YOUR TASKS ▸
1: Do the following statements agree with the privacy policy thread? (a) Tarquinn2049 thinks the privacy policy is acceptable compared with most others. (b) MHLoppy mainly compares Nebula's policy with YouTube. (c) Chozo says the site gets too much attention. Answer yes or no for each, quoting the words from the thread that decide it.
2: Can you resume the privacy policy thread after its last comment?

Start TEXT TO READ

None of this is crazy, and I have no clue why artyom would call it a "shithole" based on that.
Chozo@fedia.io 11 hours ago
I feel like this site needs more attention.
Tarquinn2049@lemmy.world 12 hours ago
Maybe it not being in legalese just means more people understand it? This is a pretty acceptable privacy policy relative to most of the other ones you will have already agreed to in your life.
artyom@piefed.social 11 hours ago
Yes, that's the problem.
MHLoppy@fedia.io 9 hours ago
I guess perspective here depends on your anchoring point. I'm anchoring mostly on the existing platform (YouTube), and Nebula's policy here looks better (subjectively much better) than what runs as normal in big tech. If your anchor is your local PeerTube instance with a privacy policy that wasn't written by lawyers, I can see how you'd not be a fan.

End TEXT TO READ
Start EXCERPTED DATA

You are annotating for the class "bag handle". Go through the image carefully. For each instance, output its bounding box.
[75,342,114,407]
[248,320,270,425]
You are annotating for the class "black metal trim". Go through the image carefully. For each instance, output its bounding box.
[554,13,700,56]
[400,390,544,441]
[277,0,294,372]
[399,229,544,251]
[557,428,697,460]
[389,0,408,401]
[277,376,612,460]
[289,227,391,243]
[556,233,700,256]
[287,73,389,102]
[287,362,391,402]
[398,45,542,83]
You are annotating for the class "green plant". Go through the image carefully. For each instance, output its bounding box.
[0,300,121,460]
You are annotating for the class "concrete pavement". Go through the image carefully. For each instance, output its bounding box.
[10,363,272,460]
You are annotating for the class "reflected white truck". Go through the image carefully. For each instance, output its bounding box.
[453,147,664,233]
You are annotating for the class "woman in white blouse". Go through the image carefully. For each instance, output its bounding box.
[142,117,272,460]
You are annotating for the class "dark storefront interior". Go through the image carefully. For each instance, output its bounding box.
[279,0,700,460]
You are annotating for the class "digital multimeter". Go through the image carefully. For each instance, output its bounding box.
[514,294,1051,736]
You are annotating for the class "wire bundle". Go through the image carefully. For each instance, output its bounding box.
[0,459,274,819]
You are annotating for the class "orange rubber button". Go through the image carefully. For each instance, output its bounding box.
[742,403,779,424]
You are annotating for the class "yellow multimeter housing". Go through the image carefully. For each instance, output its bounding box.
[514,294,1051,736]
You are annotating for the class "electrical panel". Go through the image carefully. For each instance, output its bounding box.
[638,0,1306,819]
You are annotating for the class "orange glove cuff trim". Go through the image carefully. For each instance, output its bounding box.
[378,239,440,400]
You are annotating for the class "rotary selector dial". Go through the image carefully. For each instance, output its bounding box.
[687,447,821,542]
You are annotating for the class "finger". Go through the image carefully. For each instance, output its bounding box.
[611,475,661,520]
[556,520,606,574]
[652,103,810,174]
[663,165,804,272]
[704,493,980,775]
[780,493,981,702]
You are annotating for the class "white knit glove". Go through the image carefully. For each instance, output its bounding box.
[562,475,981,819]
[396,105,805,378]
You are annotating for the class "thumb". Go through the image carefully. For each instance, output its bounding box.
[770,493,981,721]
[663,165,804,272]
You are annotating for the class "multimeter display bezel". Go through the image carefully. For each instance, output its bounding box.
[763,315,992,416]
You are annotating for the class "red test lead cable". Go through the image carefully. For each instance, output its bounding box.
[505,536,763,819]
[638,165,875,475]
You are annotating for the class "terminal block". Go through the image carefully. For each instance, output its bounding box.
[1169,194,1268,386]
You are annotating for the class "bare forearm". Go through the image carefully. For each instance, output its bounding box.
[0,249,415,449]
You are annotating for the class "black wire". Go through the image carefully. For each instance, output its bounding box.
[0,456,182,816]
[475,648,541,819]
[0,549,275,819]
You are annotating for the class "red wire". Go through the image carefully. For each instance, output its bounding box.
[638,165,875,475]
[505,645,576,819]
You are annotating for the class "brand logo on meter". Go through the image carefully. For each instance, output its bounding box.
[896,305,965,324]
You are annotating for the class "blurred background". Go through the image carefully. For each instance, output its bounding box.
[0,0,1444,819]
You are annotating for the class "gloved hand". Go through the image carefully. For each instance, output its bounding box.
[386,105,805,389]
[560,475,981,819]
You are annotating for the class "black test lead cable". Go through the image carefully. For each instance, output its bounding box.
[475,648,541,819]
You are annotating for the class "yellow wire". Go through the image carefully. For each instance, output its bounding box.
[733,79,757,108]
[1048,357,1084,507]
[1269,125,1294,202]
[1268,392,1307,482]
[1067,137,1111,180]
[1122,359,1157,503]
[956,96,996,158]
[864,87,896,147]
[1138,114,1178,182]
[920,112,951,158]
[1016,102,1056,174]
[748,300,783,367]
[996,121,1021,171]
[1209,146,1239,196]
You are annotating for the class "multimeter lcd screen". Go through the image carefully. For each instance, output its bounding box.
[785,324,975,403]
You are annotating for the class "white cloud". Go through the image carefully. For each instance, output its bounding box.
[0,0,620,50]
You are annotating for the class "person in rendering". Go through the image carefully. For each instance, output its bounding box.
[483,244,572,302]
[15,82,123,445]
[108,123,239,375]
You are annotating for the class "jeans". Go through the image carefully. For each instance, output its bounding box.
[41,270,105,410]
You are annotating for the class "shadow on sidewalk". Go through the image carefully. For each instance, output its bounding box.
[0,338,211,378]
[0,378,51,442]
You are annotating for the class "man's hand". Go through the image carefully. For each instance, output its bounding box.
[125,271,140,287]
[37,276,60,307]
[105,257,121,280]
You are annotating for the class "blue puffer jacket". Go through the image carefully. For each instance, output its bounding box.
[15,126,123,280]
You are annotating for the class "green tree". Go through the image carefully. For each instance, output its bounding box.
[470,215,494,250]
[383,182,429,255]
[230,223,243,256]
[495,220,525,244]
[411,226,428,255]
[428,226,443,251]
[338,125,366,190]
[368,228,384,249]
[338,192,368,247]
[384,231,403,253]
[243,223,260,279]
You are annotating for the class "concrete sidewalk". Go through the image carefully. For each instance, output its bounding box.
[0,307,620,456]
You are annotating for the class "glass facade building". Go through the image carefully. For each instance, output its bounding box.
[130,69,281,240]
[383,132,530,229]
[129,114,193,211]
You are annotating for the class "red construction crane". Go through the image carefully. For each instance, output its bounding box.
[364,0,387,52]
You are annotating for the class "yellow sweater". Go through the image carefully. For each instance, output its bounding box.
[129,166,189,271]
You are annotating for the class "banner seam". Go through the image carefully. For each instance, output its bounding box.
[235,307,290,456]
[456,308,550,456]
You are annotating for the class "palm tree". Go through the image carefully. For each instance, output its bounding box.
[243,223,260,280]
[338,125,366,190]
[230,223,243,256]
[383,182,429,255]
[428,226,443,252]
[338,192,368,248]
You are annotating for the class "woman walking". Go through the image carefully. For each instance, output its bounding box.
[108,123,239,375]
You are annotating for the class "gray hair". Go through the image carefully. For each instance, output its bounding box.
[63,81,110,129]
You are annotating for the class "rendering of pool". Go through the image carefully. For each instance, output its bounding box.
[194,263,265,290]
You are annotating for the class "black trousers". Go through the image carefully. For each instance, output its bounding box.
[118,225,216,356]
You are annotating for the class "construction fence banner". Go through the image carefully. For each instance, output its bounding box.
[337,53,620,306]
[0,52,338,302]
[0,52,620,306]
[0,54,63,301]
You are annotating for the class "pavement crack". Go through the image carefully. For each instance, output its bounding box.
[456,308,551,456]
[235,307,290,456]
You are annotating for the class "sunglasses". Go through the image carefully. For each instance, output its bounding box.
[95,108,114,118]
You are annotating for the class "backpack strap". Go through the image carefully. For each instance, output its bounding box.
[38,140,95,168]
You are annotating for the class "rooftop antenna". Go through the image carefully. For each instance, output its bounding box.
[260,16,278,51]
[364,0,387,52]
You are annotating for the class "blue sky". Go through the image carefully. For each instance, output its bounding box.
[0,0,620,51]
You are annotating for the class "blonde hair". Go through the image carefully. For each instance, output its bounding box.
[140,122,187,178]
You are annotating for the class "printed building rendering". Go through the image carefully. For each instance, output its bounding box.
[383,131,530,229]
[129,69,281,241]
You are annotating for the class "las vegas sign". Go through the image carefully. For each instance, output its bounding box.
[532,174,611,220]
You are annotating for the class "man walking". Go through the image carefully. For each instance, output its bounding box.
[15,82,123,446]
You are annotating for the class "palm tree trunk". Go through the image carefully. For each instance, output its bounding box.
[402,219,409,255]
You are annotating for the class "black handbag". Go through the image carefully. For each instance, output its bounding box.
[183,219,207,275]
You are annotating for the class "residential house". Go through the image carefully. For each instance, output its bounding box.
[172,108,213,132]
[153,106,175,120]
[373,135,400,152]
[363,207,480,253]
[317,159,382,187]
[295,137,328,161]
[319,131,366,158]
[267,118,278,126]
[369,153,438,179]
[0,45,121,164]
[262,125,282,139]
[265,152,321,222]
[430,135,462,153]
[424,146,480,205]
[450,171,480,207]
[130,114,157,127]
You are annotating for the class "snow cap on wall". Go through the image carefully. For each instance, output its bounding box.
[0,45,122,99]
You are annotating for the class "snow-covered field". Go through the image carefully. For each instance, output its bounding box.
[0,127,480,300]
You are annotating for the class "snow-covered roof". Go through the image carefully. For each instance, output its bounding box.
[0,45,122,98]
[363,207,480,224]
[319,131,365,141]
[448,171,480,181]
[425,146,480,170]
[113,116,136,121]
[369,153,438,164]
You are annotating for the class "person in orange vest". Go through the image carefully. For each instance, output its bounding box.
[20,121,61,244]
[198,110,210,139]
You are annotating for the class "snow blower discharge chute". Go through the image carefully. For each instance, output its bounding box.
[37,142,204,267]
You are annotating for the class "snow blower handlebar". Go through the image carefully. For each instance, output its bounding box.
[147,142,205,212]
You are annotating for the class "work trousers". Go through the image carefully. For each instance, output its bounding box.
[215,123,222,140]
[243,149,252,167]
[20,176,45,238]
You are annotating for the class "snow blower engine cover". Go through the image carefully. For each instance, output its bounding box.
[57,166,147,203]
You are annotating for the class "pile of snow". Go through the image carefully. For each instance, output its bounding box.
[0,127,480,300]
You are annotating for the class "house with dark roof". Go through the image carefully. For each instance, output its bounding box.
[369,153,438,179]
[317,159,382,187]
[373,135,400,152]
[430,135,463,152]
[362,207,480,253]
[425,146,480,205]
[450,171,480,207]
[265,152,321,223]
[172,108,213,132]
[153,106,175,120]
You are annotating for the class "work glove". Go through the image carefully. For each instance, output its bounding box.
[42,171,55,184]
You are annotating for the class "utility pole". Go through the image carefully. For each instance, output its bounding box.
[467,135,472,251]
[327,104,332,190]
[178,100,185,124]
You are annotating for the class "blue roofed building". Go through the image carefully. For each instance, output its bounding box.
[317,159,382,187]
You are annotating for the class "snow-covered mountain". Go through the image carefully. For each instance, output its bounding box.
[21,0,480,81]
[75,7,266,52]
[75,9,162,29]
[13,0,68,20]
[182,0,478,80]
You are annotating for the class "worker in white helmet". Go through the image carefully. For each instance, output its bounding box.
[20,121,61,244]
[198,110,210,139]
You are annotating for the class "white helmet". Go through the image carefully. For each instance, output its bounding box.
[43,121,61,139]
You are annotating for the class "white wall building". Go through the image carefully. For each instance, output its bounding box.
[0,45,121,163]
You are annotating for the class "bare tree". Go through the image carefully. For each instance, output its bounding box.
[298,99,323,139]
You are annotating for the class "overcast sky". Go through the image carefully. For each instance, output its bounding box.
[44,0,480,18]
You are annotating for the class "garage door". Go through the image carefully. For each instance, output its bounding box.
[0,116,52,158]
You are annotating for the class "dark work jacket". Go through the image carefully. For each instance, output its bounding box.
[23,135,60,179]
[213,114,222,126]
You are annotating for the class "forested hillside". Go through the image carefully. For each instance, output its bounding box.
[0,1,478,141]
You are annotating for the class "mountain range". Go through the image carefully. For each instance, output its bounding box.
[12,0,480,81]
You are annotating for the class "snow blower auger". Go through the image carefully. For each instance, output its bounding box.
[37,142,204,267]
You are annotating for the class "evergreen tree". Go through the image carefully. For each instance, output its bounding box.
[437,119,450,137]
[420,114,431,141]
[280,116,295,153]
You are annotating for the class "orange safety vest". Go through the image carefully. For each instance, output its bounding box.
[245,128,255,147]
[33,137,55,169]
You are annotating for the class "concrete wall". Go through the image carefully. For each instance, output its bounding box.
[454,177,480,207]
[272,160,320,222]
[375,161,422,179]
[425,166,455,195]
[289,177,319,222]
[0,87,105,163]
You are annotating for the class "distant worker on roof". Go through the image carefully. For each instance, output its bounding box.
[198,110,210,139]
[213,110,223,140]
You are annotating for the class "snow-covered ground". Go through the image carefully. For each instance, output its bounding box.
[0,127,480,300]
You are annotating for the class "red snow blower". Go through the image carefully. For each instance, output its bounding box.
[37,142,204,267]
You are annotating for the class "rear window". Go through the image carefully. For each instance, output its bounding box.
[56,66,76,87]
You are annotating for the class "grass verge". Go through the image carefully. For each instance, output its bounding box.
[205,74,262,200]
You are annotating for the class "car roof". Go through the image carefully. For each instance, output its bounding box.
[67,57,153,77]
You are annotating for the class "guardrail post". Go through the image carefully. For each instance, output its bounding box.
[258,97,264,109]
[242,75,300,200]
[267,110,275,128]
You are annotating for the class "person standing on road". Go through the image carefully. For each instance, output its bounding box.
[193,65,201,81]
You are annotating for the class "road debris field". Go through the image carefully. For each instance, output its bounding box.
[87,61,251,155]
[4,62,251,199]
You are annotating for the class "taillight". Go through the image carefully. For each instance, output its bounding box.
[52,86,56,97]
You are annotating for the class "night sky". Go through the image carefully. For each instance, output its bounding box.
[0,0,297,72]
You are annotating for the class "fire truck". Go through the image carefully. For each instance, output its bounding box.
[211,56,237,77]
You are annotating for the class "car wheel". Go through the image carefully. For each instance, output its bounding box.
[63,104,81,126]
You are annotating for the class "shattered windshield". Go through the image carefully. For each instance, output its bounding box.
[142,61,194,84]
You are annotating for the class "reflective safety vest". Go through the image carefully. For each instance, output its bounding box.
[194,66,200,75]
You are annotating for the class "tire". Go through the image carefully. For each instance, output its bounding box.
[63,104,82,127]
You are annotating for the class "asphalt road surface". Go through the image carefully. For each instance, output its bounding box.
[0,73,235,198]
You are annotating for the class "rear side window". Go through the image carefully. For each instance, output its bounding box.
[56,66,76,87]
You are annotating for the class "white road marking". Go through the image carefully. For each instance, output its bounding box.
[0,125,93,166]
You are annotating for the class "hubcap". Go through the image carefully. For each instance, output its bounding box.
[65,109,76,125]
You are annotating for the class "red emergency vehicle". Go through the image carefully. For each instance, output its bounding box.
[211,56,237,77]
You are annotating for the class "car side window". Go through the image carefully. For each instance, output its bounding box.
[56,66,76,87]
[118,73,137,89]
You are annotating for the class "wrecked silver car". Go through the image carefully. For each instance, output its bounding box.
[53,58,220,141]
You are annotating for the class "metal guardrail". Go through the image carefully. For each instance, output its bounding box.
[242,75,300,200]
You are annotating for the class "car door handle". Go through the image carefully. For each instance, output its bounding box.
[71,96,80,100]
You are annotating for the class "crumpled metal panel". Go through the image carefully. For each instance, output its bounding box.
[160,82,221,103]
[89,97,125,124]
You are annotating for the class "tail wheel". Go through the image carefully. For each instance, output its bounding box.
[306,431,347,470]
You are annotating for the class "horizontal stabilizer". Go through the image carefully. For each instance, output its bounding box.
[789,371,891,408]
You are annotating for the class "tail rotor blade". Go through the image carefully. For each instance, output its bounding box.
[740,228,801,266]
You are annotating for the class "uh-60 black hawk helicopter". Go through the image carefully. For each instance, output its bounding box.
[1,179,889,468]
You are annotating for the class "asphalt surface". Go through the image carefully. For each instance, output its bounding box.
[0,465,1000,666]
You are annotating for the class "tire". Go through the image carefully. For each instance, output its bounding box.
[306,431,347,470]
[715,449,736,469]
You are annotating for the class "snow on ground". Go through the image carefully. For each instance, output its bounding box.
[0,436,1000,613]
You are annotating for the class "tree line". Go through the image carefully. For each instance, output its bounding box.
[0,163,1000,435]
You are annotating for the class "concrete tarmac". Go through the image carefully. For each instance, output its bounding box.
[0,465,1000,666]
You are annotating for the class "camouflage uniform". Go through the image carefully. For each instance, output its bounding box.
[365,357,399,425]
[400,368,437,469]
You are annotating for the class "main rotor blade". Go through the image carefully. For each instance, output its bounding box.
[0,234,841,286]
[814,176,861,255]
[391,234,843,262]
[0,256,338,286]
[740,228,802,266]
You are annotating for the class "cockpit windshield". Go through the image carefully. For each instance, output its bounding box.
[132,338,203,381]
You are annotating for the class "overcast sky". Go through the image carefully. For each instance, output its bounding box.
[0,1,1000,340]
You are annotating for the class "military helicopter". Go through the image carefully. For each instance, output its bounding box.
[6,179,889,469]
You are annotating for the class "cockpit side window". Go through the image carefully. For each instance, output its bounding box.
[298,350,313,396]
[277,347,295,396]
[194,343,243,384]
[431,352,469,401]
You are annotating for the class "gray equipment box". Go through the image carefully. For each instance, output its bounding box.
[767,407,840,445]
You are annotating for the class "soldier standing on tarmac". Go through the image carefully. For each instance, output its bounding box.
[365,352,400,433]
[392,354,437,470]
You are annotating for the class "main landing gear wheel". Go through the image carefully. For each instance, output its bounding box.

End EXCERPTED DATA

THE RESPONSES ▸
1:
(a) Yes: "This is a pretty acceptable privacy policy relative to most of the other ones you will have already agreed to in your life."
(b) Yes: "I'm anchoring mostly on the existing platform (YouTube)"
(c) No: "I feel like this site needs more attention."

2:
However beyond being in legalese I'm not sure what part of it you find so bad as to describe it as a shithole. Even compared to e.g., lemmy.world's privacy policy Nebula's looks "good enough" to me. They collect slightly more device information than I wish they did and are more open to having/using advertising partners than I had expected (from what I know of the service as someone who has never actually used it) but that's like.. pretty tame compared what most of the big platforms have.
Aarrodri@lemmy.world 11 hours ago
Elaborate? Genuinely asking… what is your key takeaways for “it’s a shit hole”?
artyom@piefed.social 9 hours ago
Pretty much "we collect as much data as we can and sell it to data brokers/advertising companies to be used to target you for advertising."